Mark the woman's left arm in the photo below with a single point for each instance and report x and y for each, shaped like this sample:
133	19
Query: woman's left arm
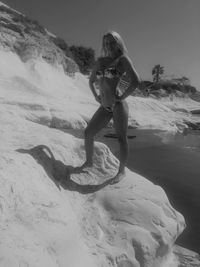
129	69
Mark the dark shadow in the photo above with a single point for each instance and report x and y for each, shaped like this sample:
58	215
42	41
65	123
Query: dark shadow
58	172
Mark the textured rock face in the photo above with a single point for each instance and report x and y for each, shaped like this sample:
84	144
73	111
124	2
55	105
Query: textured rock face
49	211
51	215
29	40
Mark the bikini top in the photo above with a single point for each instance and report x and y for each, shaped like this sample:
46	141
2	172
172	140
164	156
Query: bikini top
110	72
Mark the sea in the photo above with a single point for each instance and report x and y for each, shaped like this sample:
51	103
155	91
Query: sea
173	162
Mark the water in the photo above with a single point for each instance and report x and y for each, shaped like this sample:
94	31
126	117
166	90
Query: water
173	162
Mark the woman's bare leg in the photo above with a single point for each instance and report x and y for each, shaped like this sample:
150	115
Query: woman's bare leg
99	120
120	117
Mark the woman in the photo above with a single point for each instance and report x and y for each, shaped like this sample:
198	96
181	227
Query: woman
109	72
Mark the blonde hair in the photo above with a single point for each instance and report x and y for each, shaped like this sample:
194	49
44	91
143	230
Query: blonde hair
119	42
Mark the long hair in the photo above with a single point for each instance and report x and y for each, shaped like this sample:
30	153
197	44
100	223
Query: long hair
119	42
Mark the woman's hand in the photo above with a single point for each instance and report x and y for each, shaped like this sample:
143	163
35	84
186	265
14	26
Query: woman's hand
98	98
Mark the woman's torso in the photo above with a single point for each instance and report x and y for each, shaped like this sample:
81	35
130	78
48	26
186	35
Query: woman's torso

**What you are asked to do**
Copy out all the lines above word for word, leaving out the picture.

**Solution**
Mark the woman's left arm in the photo below with a single point for each instance and report x and y for each, shaped like this sample:
133	19
Query: woman's left arm
129	69
Mark the dark shadow in the photo above with a single point for each instance and report x and y for each, shaped like this sample:
58	215
42	41
65	123
Query: dark shadow
58	172
Mark the textured rock face in the photo above with a single point for each instance and report x and y for each, shaped like this sample:
84	144
73	111
124	2
55	105
Query: textured rock face
49	211
51	215
29	40
Mark the bikini top in the photo above with a single point for each instance and report x and y for each, shaped like this sample:
46	141
2	172
172	140
164	156
Query: bikini top
110	72
Mark the sea in the photo above with a single point for each instance and report x and y for each, shaped like this sample:
51	103
155	91
Query: sea
173	162
Mark the water in the photo above with a single point for each instance and report x and y for each, shaped like this sample:
94	31
126	117
166	90
Query: water
173	162
Mark the woman's bare leg in the photo above with a single point for each instance and report x and y for each, shaped like this sample:
150	115
Query: woman's bare leg
99	120
120	117
Mark the woman in the photo above with a single point for each instance and report x and y for each, shaped like this sample:
198	96
181	227
Query: woman
109	72
Mark the blonde hair in the photo above with a single point for each instance and report x and y for each, shaped like this sample:
194	49
44	91
143	230
Query: blonde hair
119	42
Mark the long hair in the photo above with a single point for each instance and report x and y for each, shaped like this sample:
30	153
197	44
100	223
Query: long hair
119	42
Mark the woman's hand in the photo above with a single point for each instance and report x and y for each, shaped like this sample:
143	163
35	84
186	265
14	26
Query: woman's hand
98	98
Mark the woman's torso in the photo above with a single point for each instance and report x and y for each, shaped like this sample:
81	35
130	78
48	26
186	35
Query: woman's torso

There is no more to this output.